▶ [WHAT YOU SHOULD DO]:
Reproduce every line of the data below with each x and y coordinate inside the point(...) answers multiplied by 2.5 and rounded to the nearest whole number (halves rounded up), leaving all other lines unchanged. Omit the pictures from your output.
— START ROWS —
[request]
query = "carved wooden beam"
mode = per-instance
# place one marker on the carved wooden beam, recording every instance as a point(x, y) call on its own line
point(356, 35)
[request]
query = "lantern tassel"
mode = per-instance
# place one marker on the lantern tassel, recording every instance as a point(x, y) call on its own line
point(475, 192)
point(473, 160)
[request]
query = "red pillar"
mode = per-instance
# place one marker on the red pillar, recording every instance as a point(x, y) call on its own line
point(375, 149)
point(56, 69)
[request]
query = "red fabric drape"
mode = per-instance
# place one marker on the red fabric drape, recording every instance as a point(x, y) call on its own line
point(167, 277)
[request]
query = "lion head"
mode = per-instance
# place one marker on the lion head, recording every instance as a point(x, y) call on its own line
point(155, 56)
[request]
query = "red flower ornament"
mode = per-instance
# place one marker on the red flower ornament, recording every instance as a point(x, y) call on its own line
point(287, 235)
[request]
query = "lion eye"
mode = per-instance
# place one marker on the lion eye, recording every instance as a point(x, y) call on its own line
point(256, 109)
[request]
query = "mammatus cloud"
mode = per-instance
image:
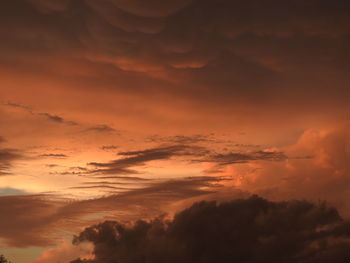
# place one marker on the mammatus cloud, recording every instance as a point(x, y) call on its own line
point(246, 230)
point(211, 53)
— END ROWS —
▶ [WORKED ANSWER]:
[request]
query = "carved wooden beam"
mode = per-instance
# place one marker on the carved wooden beam, recording every instance as a point(x, y) call on its own line
point(890, 88)
[request]
query = "lantern tassel"
mode = per-instance
# place one marker on the lantern tassel, recording every instance as a point(x, y) call on its own line
point(1188, 480)
point(1183, 400)
[request]
query = "red pillar"
mode = per-instance
# place one marker on the red pillar, recording every instance as a point(x, y) call on its own line
point(938, 373)
point(140, 173)
[request]
query = "red fabric drape"
mode = per-instance
# place one marker on the red fabric drape, recording every instance as a point(x, y) call on its own line
point(418, 693)
[request]
query = "lion head"
mode = per-instance
# place one marker on the lion head, recording every instance as a point(x, y) call on its own line
point(388, 140)
[request]
query = "red flower ornament"
mode = per-instance
# place one marker on the red flower ornament, recording every instance as a point(x, y) call on its own line
point(718, 588)
[request]
query = "lion eye"
mode = per-instance
# place one marker on the lion eye, recording every instance as a point(x, y) call on its own line
point(640, 273)
[request]
query = "mammatus cloud"
mode = per-instance
image:
# place one marker on the mammatus cloud, recording every instance as a point(x, y) call on its own line
point(615, 575)
point(528, 133)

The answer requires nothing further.